§ SUPPLIED TEXT
Labor and Employment: Recent Legislative and Regulatory Activity Will Impact the Payment of Wages in New York
November 8, 2015
By: Andrew D. Bobrek
October saw a flurry of activity from workplace regulators in New York, and employers should take note of several recent legal developments.
First, Governor Andrew Cuomo recently signed legislation extending a so-called "sunset" provision in prior amendments to New York’s wage deduction statute – Section 193 of the New York Labor Law. Those amendments, enacted in 2012, broadened the scope of permissible wage deductions under state law, including deductions for certain overpayments and advances. Absent legislative action, the amendments were set to expire this month, which would have caused Section 193 to revert to its prior, more restrictive form. These amendments will now be extended for another 3-year period. Notably, this recent legislative action serves to concurrently extend existing deduction-related regulations promulgated by the New York State Department of Labor (NYSDOL). Among other things, the regulations set forth detailed requirements which employers must follow in order to lawfully deduct to recover overpayments and advances.
Second, the NYSDOL proposed revised regulations on October 28, 2015, governing the payment of employee wages via payroll debit cards, direct deposit, and other means. These revised regulations – which are not yet final or effective – would impose a number of new requirements regarding how employers pay their covered employees. As reported in the June 23, 2015 New York Labor and Employment Law Report article, the NYSDOL initially proposed regulations on this same subject earlier this year, which were open for an extended public comment period. The recently-issued revised regulations contain several changes from what NYSDOL originally proposed, ostensibly in response to feedback it received during the prior public comment period. On balance, the newly-revised version provides better clarity on certain requirements and may also render implementation of payroll debit card programs more feasible for employers. As additional good news for employers, NYSDOL has indicated that there will be a six-month delay in the effective date once the revised regulations are adopted and published in final form. The specific requirements proposed in the revised regulations can be accessed here, and are open for another 30-day public comment period.

§ WORK INSTRUCTION A
Using the article on New York wage developments, explain why legislative action on the 2012 amendments to Section 193 was needed at this time.
§ WORK INSTRUCTION B
Write the next part of the article on New York wage developments, picking up after its final sentence.

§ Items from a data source
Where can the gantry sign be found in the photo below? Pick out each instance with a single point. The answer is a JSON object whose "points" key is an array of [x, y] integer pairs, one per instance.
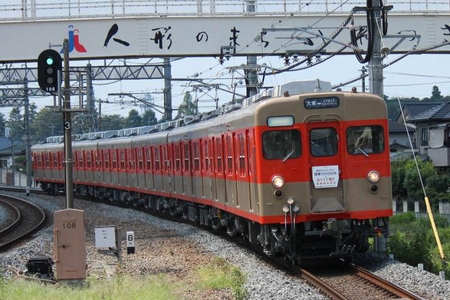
{"points": [[216, 36]]}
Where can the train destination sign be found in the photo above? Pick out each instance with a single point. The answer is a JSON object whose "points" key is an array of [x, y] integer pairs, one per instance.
{"points": [[325, 102], [325, 176]]}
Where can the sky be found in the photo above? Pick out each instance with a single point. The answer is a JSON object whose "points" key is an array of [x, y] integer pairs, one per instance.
{"points": [[413, 76]]}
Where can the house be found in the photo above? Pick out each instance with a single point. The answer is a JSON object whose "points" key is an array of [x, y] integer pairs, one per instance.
{"points": [[399, 140], [433, 133], [6, 151]]}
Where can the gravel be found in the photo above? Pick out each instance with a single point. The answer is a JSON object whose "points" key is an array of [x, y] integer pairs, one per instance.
{"points": [[175, 249]]}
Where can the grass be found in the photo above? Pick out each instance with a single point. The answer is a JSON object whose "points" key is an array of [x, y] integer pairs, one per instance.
{"points": [[221, 275], [215, 276]]}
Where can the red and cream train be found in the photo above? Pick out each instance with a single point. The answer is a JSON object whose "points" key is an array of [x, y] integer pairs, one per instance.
{"points": [[301, 174]]}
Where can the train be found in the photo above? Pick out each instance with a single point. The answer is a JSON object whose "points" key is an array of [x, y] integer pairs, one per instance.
{"points": [[300, 170]]}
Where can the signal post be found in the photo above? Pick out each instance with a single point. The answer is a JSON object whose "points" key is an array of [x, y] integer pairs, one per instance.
{"points": [[68, 233]]}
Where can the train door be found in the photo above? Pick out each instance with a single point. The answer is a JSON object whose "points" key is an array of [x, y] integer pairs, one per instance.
{"points": [[187, 169], [208, 175], [167, 155], [219, 169], [242, 163], [198, 169], [230, 173], [325, 162]]}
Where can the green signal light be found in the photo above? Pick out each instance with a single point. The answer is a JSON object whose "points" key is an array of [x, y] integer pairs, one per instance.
{"points": [[50, 61]]}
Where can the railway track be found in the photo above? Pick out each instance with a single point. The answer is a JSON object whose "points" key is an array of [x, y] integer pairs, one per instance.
{"points": [[25, 218], [339, 281], [348, 282]]}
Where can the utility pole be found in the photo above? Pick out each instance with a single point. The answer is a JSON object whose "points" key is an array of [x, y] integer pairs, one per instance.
{"points": [[67, 128], [376, 61], [167, 90], [27, 136]]}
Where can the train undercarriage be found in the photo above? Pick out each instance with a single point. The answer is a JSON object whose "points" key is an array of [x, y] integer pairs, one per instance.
{"points": [[293, 240]]}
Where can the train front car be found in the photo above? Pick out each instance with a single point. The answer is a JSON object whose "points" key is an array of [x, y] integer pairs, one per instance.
{"points": [[323, 173]]}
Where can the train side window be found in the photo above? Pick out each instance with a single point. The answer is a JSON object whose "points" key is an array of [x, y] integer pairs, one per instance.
{"points": [[323, 142], [363, 140], [281, 144]]}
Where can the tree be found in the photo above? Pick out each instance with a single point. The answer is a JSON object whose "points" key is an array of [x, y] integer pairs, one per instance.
{"points": [[149, 118], [187, 108], [133, 119], [112, 122], [436, 94]]}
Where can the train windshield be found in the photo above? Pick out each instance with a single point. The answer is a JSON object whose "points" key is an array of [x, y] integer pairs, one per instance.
{"points": [[365, 140], [323, 142], [281, 144]]}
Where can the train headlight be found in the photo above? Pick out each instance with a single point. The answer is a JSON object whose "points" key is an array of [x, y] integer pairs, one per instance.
{"points": [[277, 181], [373, 176]]}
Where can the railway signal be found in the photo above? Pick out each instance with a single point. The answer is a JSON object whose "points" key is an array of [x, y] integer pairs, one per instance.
{"points": [[49, 66]]}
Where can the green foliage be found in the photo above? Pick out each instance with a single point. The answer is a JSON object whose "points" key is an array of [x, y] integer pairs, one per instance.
{"points": [[153, 287], [188, 107], [220, 275], [398, 178], [112, 122], [217, 275], [406, 183], [403, 219], [412, 241], [437, 263], [134, 119]]}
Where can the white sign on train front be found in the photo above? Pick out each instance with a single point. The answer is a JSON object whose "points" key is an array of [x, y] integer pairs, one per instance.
{"points": [[325, 176]]}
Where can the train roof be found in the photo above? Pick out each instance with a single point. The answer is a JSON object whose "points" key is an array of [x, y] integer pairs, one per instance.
{"points": [[290, 88]]}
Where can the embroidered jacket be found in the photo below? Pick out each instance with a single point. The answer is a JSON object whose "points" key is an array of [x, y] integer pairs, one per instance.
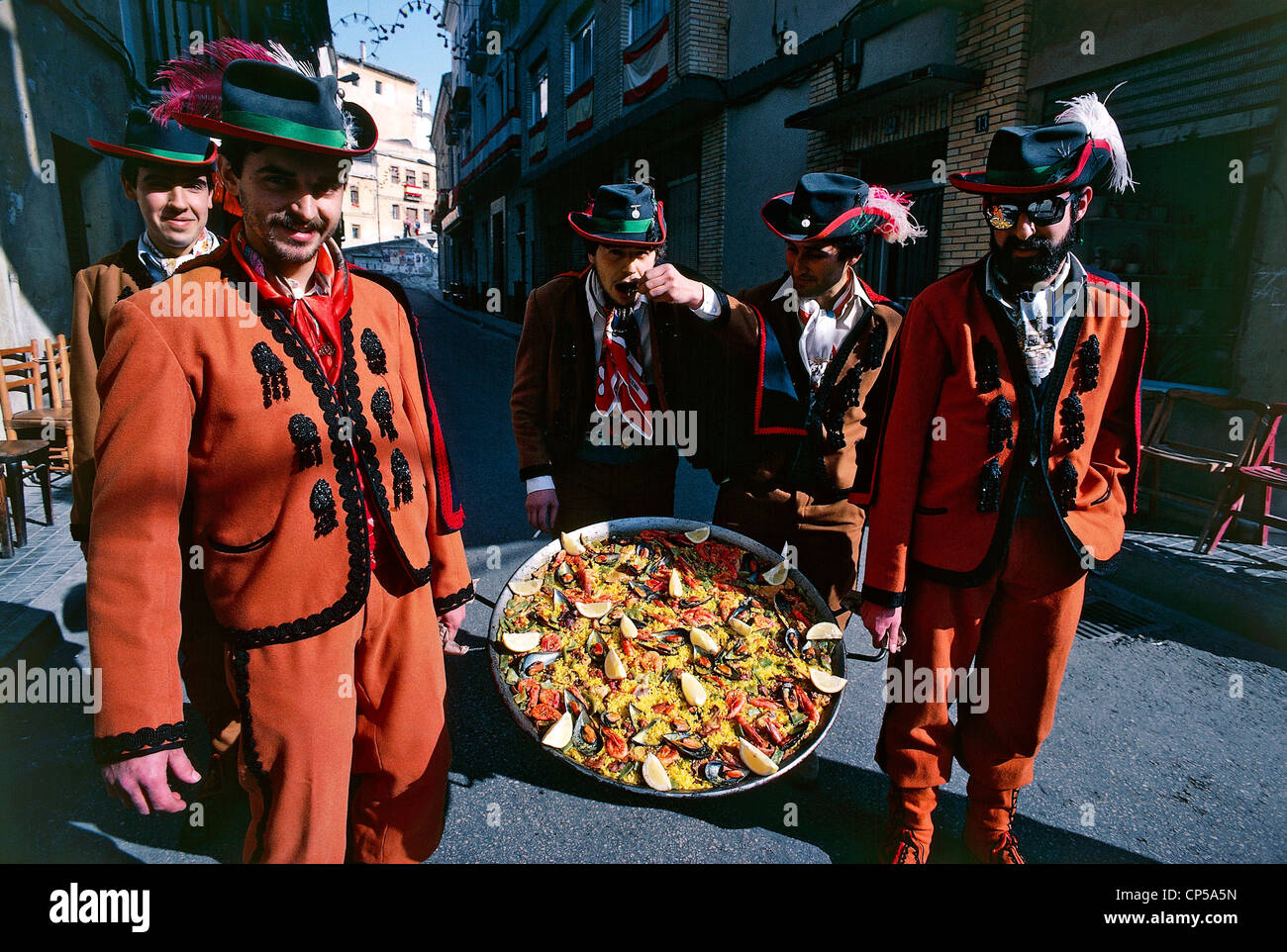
{"points": [[219, 429], [943, 484], [807, 438]]}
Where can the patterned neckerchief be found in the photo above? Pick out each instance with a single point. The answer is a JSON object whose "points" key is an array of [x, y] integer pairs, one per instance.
{"points": [[161, 266]]}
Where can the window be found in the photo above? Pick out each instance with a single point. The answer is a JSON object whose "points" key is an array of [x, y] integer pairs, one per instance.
{"points": [[540, 90], [644, 14], [582, 54]]}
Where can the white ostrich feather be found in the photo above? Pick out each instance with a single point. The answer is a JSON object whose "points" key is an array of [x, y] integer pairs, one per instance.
{"points": [[1094, 116]]}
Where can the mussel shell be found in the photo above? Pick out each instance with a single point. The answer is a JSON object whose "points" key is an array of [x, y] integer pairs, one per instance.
{"points": [[690, 745], [535, 657]]}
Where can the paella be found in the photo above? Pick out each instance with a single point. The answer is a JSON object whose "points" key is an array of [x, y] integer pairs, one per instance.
{"points": [[668, 660]]}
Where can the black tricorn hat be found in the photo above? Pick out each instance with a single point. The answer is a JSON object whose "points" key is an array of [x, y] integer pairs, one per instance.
{"points": [[278, 106], [825, 206], [626, 214], [155, 143]]}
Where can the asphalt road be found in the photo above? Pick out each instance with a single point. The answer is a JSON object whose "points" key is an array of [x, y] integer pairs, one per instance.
{"points": [[1152, 759]]}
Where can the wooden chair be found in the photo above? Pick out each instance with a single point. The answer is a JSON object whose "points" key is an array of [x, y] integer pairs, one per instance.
{"points": [[13, 455], [1265, 472], [1159, 446], [47, 412]]}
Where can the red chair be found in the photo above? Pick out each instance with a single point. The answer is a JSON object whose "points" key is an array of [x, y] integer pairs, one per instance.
{"points": [[1265, 472]]}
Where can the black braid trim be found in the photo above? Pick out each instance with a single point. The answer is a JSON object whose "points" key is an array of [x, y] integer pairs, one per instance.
{"points": [[1066, 481], [990, 487], [1000, 425], [382, 410], [271, 373], [987, 369], [374, 351], [146, 740], [308, 444], [453, 601], [1088, 364], [1072, 421]]}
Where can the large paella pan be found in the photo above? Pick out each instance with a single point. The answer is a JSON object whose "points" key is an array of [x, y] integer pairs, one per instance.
{"points": [[667, 656]]}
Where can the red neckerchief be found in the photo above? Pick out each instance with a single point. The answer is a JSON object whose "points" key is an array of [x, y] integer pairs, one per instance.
{"points": [[316, 317]]}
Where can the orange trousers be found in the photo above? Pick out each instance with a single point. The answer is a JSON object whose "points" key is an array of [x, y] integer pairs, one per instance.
{"points": [[344, 740], [1018, 626]]}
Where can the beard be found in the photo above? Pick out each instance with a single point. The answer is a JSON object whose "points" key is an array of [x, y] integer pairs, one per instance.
{"points": [[1025, 273]]}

§ TASK ANSWER A
The 2012 amendments were set to expire that month. Without legislative action, Section 193 would have reverted to its prior, more restrictive form. The new legislation extends the amendments for another three years.

§ TASK ANSWER B
Third, the NYSDOL published proposed regulations on October 21, 2015, which would implement the recommendation of Governor Cuomo’s Fast Food Wage Board to raise the minimum wage for fast food workers to $15 per hour. NYSDOL’s Commissioner subsequently adopted this recommendation, which will now proceed through New York’s rulemaking process. The proposed regulations are presently open for a 45-day public comment period. Businesses and their advocates in New York have opposed this drastic change and have questioned the NYSDOL’s authority to enact such an industry-specific raise without legislative action. It is expected that there will continue to be considerable opposition to this proposal, that there will be significant public commentary provided through the rulemaking process, and that opponents will, if necessary, assert a legal challenge to the proposed change.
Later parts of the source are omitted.